#### WHAT THE TASK REQUIRES:
Beginning at the line that includes "You are given a photograph. For the blurred" in the entries below, print each line exactly as it appears, through the last one.

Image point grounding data
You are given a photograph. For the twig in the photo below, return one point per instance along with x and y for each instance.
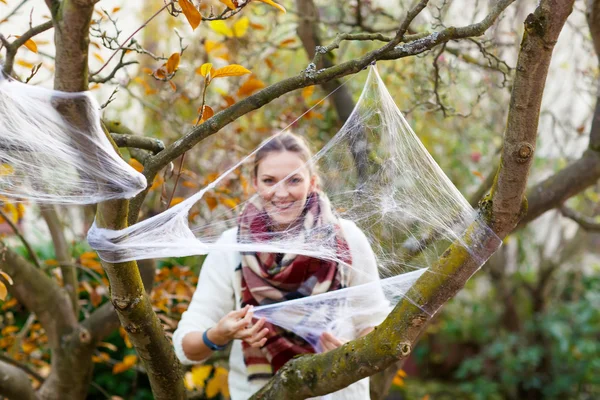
(10, 14)
(21, 366)
(587, 223)
(21, 237)
(132, 35)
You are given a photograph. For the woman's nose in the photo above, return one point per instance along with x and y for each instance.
(280, 191)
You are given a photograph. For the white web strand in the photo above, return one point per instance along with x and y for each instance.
(46, 159)
(377, 174)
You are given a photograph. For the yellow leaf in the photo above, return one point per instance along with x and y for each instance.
(221, 27)
(189, 184)
(208, 112)
(229, 4)
(307, 92)
(136, 165)
(24, 64)
(6, 169)
(230, 70)
(9, 329)
(211, 45)
(128, 362)
(211, 201)
(30, 44)
(173, 63)
(7, 277)
(272, 3)
(191, 13)
(204, 70)
(285, 42)
(109, 346)
(240, 27)
(199, 375)
(228, 202)
(176, 200)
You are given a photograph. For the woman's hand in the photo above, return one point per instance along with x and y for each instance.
(329, 342)
(238, 325)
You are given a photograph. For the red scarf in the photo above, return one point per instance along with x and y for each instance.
(271, 278)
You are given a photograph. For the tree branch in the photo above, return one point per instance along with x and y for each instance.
(259, 99)
(63, 256)
(11, 49)
(125, 137)
(587, 223)
(14, 383)
(394, 339)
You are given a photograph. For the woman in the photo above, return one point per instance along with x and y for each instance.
(232, 283)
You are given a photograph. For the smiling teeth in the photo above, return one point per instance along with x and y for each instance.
(283, 207)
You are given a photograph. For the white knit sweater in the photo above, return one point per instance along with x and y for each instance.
(218, 292)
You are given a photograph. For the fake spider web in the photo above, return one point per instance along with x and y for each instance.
(377, 174)
(46, 159)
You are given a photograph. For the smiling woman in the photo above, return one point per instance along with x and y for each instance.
(231, 284)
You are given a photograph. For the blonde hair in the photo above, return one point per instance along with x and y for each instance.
(286, 141)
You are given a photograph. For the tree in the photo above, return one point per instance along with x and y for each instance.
(73, 340)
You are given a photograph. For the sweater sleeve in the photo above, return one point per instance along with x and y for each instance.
(369, 304)
(214, 296)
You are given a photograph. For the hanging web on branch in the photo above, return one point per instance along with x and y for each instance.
(380, 181)
(46, 159)
(377, 174)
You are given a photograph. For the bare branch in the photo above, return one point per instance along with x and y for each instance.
(125, 137)
(21, 366)
(14, 383)
(587, 223)
(63, 256)
(17, 232)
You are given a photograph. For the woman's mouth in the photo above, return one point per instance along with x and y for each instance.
(283, 206)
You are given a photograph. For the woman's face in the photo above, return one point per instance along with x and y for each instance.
(284, 182)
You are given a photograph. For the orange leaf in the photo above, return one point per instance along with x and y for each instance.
(176, 200)
(210, 45)
(272, 3)
(189, 184)
(230, 70)
(7, 277)
(30, 44)
(173, 63)
(208, 112)
(287, 41)
(211, 202)
(24, 64)
(228, 202)
(204, 69)
(229, 4)
(191, 13)
(136, 165)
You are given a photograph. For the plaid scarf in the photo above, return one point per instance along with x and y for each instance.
(270, 278)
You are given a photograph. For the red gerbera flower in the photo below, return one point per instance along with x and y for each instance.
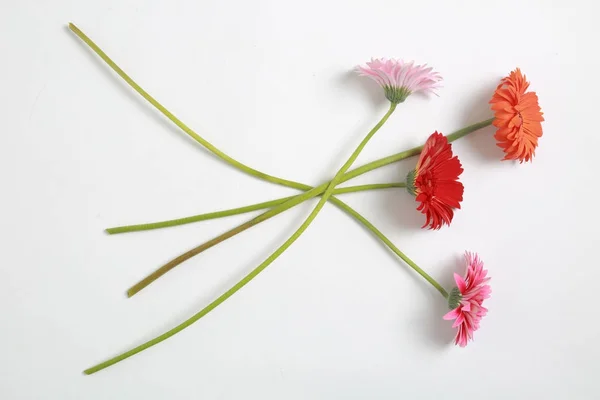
(435, 183)
(518, 117)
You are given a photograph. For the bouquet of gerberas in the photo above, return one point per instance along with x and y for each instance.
(434, 182)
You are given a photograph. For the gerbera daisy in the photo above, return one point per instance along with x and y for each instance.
(518, 117)
(435, 183)
(466, 299)
(400, 79)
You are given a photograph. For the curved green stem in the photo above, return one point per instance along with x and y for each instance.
(258, 269)
(241, 210)
(177, 121)
(133, 290)
(239, 165)
(389, 243)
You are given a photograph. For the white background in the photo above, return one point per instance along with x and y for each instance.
(271, 83)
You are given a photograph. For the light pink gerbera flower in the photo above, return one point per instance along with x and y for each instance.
(399, 79)
(466, 299)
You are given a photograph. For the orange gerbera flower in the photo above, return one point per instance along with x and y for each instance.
(518, 117)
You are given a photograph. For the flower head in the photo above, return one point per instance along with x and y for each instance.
(399, 79)
(435, 183)
(518, 117)
(466, 299)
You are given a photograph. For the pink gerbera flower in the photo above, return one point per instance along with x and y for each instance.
(466, 299)
(399, 79)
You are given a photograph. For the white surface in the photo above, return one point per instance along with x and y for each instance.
(270, 83)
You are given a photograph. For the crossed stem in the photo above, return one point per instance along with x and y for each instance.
(326, 190)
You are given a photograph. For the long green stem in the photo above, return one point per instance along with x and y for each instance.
(177, 121)
(349, 175)
(285, 182)
(275, 211)
(241, 210)
(258, 269)
(133, 290)
(389, 243)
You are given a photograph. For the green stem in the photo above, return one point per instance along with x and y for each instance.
(237, 164)
(389, 243)
(142, 284)
(258, 269)
(177, 121)
(352, 174)
(240, 210)
(278, 209)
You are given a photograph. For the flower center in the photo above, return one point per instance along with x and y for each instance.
(454, 298)
(517, 120)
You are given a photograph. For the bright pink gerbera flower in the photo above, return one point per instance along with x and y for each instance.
(466, 299)
(399, 79)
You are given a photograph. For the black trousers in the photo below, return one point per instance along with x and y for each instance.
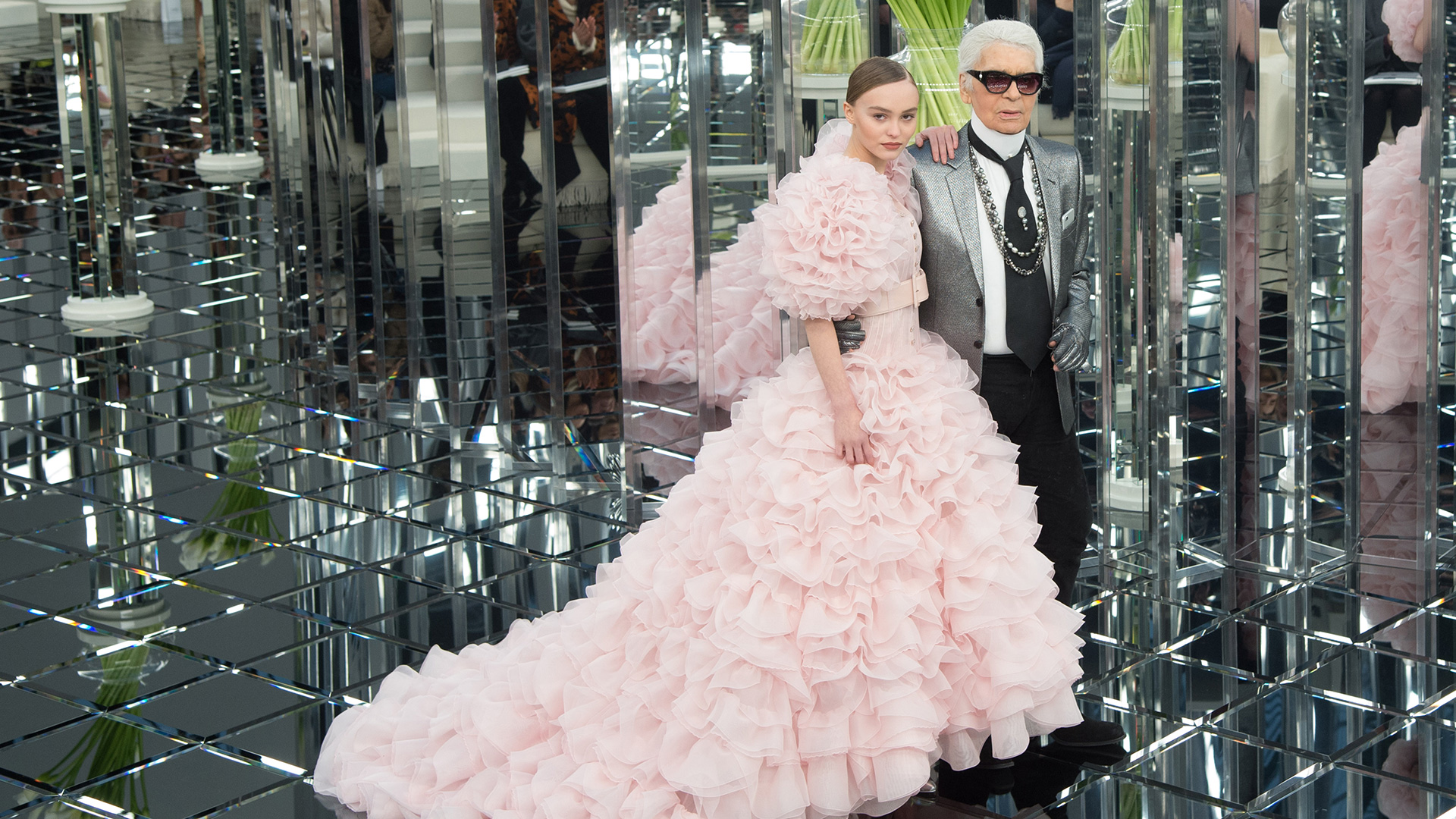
(1025, 409)
(593, 118)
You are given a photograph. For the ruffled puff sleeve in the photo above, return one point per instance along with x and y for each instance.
(1404, 18)
(830, 240)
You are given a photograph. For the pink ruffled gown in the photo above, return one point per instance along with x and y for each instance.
(792, 637)
(1395, 246)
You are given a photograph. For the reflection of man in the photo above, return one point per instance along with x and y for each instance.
(1005, 238)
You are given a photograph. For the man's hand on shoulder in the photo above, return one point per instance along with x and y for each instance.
(849, 333)
(944, 140)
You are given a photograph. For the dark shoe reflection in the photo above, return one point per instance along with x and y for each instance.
(1033, 780)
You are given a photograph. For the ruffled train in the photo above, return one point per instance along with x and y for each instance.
(1392, 283)
(792, 637)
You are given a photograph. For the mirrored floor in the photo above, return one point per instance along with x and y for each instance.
(204, 557)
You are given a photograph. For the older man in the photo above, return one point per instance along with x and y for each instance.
(1005, 243)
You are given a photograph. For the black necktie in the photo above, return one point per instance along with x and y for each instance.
(1028, 306)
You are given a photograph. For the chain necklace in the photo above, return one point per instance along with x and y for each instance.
(1024, 262)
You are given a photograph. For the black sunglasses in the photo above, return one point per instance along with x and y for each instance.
(998, 82)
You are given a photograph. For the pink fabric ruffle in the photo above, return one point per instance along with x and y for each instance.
(661, 306)
(833, 232)
(792, 637)
(1391, 518)
(1394, 276)
(1404, 18)
(1401, 800)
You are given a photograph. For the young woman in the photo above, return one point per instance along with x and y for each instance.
(843, 592)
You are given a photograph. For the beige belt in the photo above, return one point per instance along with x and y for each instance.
(905, 295)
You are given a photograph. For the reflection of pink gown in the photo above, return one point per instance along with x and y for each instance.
(792, 637)
(663, 346)
(1394, 257)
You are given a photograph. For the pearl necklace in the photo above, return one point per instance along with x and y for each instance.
(1012, 254)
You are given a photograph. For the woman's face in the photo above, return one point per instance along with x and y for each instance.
(884, 118)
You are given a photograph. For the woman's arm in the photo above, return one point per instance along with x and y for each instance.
(851, 439)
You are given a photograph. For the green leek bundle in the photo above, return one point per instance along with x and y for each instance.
(833, 38)
(1128, 61)
(932, 31)
(109, 745)
(243, 504)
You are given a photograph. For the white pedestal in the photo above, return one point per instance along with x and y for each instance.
(107, 309)
(226, 168)
(19, 14)
(83, 6)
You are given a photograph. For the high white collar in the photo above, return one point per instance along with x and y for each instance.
(1005, 145)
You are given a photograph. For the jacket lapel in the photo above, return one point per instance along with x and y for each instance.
(1052, 196)
(965, 196)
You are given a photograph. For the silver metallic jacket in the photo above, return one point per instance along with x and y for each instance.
(952, 246)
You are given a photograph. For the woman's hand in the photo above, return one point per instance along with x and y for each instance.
(585, 33)
(944, 140)
(851, 439)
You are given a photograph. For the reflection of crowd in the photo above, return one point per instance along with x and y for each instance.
(579, 53)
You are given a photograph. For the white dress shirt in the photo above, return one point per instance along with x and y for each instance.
(993, 265)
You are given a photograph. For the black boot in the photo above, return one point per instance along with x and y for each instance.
(1090, 733)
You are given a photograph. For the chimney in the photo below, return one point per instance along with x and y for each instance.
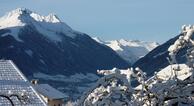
(34, 81)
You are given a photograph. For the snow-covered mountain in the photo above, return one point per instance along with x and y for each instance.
(130, 50)
(157, 59)
(44, 47)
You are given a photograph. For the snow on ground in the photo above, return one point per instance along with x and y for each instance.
(182, 74)
(62, 78)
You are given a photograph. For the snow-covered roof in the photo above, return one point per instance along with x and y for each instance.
(49, 91)
(13, 82)
(182, 74)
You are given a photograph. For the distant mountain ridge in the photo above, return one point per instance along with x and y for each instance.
(157, 59)
(130, 50)
(46, 48)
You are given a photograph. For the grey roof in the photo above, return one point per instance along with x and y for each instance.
(14, 85)
(49, 91)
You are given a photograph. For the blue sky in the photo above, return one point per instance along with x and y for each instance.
(148, 20)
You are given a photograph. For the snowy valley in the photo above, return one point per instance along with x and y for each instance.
(129, 50)
(93, 72)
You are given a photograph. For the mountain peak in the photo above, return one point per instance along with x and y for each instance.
(49, 25)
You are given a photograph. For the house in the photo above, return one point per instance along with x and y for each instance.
(15, 89)
(51, 96)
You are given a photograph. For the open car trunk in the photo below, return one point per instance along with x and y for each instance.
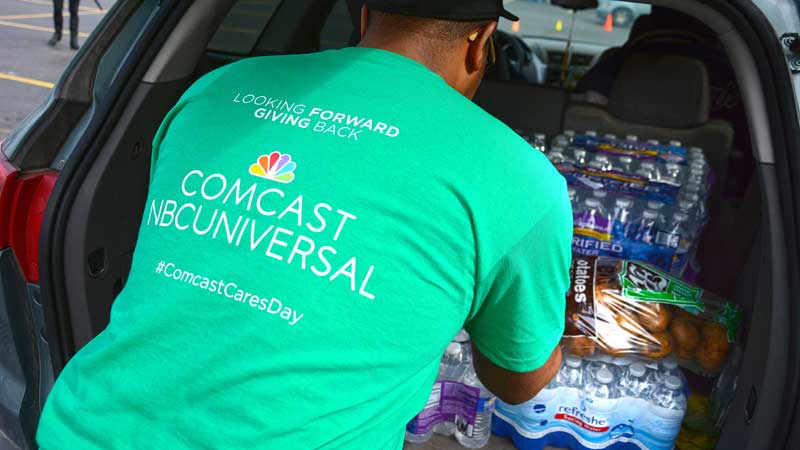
(747, 253)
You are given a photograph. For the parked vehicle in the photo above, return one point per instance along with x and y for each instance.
(74, 179)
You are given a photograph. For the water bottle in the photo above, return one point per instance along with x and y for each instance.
(556, 157)
(570, 380)
(603, 161)
(540, 142)
(580, 156)
(626, 164)
(601, 362)
(593, 216)
(452, 368)
(676, 234)
(649, 170)
(648, 227)
(673, 170)
(621, 217)
(477, 435)
(632, 380)
(667, 407)
(601, 396)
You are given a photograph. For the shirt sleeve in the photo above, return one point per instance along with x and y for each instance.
(520, 317)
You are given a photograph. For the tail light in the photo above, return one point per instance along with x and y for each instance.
(23, 198)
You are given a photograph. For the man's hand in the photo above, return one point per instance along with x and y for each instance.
(515, 387)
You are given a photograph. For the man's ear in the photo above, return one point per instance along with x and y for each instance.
(364, 20)
(476, 52)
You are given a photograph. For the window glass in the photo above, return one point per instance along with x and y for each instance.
(239, 31)
(546, 29)
(338, 28)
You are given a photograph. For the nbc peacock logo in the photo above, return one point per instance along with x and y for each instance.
(276, 166)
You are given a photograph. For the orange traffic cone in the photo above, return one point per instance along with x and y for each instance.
(609, 26)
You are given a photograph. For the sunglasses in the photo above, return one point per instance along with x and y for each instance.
(492, 57)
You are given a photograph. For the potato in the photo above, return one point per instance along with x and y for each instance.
(661, 348)
(713, 348)
(685, 335)
(654, 317)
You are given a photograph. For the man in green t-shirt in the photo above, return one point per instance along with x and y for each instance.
(318, 228)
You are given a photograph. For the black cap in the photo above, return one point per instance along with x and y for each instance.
(458, 10)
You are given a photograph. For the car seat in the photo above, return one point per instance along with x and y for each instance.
(660, 97)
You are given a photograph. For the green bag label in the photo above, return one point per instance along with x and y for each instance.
(645, 284)
(731, 318)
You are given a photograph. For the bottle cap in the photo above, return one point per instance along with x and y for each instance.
(669, 364)
(672, 382)
(592, 202)
(573, 361)
(637, 370)
(623, 202)
(604, 376)
(453, 348)
(649, 214)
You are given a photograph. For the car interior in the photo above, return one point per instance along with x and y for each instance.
(698, 83)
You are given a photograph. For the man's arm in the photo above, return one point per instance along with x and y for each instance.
(515, 387)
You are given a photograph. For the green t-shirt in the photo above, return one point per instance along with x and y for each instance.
(318, 228)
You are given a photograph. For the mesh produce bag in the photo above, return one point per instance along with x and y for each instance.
(625, 307)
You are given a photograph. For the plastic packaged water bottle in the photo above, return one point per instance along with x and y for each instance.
(602, 395)
(626, 164)
(540, 142)
(477, 435)
(648, 227)
(632, 380)
(593, 215)
(571, 373)
(621, 216)
(580, 156)
(667, 407)
(452, 368)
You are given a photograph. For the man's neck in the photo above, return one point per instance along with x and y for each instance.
(408, 50)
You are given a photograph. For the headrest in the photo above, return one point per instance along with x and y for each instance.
(661, 90)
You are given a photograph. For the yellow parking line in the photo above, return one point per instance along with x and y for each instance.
(46, 15)
(31, 81)
(33, 27)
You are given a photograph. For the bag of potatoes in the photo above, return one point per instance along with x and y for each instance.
(625, 307)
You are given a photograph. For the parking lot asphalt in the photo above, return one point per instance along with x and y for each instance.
(28, 67)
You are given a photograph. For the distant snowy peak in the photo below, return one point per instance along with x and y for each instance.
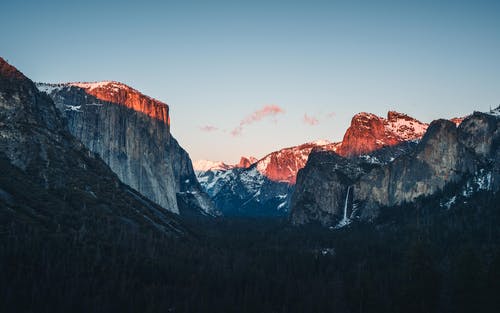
(369, 132)
(206, 165)
(283, 165)
(495, 112)
(117, 93)
(246, 162)
(404, 127)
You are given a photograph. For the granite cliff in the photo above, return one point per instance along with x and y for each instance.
(51, 181)
(465, 156)
(131, 133)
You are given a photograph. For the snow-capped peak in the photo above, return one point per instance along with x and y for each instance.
(207, 165)
(94, 85)
(495, 112)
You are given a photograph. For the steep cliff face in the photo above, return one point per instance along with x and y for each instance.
(246, 162)
(439, 159)
(51, 180)
(369, 132)
(322, 189)
(467, 156)
(263, 188)
(283, 165)
(130, 132)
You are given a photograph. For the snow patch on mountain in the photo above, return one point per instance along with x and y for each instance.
(206, 165)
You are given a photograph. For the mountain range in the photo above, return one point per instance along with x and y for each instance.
(266, 187)
(101, 210)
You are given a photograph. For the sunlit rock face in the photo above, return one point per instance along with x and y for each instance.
(124, 95)
(131, 133)
(283, 165)
(466, 156)
(369, 132)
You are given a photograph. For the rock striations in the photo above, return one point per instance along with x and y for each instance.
(466, 156)
(51, 180)
(131, 133)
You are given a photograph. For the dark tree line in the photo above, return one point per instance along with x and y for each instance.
(417, 258)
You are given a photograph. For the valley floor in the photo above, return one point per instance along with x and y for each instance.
(416, 260)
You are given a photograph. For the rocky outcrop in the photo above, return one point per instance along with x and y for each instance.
(131, 133)
(322, 188)
(263, 188)
(246, 162)
(446, 155)
(283, 165)
(369, 132)
(52, 181)
(438, 160)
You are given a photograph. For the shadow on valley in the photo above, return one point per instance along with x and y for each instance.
(419, 260)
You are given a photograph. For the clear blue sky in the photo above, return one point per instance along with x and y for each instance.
(217, 62)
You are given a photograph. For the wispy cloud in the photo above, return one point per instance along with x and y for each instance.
(265, 111)
(208, 128)
(310, 120)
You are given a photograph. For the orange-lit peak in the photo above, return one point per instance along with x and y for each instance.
(118, 93)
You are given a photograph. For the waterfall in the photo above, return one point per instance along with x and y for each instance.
(345, 219)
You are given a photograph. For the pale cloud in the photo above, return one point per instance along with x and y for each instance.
(310, 120)
(208, 128)
(266, 111)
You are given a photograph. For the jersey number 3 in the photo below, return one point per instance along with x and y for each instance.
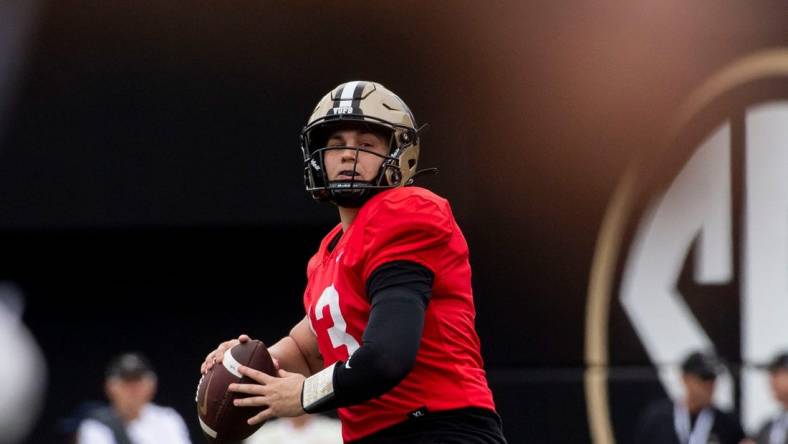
(337, 332)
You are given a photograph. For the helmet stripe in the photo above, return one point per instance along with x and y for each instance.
(337, 94)
(357, 93)
(347, 93)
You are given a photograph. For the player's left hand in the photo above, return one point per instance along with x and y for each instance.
(282, 395)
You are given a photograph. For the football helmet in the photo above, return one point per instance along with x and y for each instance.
(367, 104)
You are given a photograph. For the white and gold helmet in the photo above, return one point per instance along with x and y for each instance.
(366, 103)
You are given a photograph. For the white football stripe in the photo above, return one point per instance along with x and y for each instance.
(231, 364)
(208, 431)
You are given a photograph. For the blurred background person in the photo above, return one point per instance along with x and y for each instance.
(23, 377)
(304, 429)
(775, 430)
(132, 417)
(692, 419)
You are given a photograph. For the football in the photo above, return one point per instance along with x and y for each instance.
(220, 420)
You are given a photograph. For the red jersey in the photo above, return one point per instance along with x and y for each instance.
(410, 224)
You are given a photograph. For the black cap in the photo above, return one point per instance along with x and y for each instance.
(703, 365)
(779, 362)
(129, 366)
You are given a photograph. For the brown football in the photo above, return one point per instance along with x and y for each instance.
(220, 420)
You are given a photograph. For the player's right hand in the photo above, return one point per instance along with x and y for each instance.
(215, 357)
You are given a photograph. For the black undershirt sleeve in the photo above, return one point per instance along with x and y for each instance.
(399, 293)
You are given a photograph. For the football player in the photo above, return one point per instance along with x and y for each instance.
(388, 338)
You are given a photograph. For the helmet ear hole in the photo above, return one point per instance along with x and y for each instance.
(405, 137)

#### EXERCISE RESULT:
You are given a photograph. For the blurred background person in the photo above, return one point per instance along with x and y for each instance.
(23, 377)
(304, 429)
(775, 430)
(132, 417)
(692, 419)
You are given a photograph. For the football in the photo above, return one point per instance along with x and y for each instance.
(220, 420)
You are given a photograph. For the red jersey in the photo above, return one point per instance along with x and y for each instance.
(410, 224)
You are given a photograph. For the black cap in the photo above, return one point per instance along with x and y for each instance.
(703, 365)
(779, 362)
(129, 366)
You are given a photograph. For the brown football in the photo above, return one point per instance along with x and y for each instance.
(220, 420)
You are given a photograph. For the player's right hand in the photo above, return one point per instance along with x and y for each instance.
(215, 357)
You are given a photograph. For the black undershirt sleeve in the photo above, return one point per instance along with x and y for each instance.
(399, 293)
You are given a photograph. For the football player in the photo above, return one point per instance along with x and y for each instance.
(388, 338)
You are given a photograph. For the helmet ear hole in the photo above, return one point per instance along with x and y for each instance.
(405, 137)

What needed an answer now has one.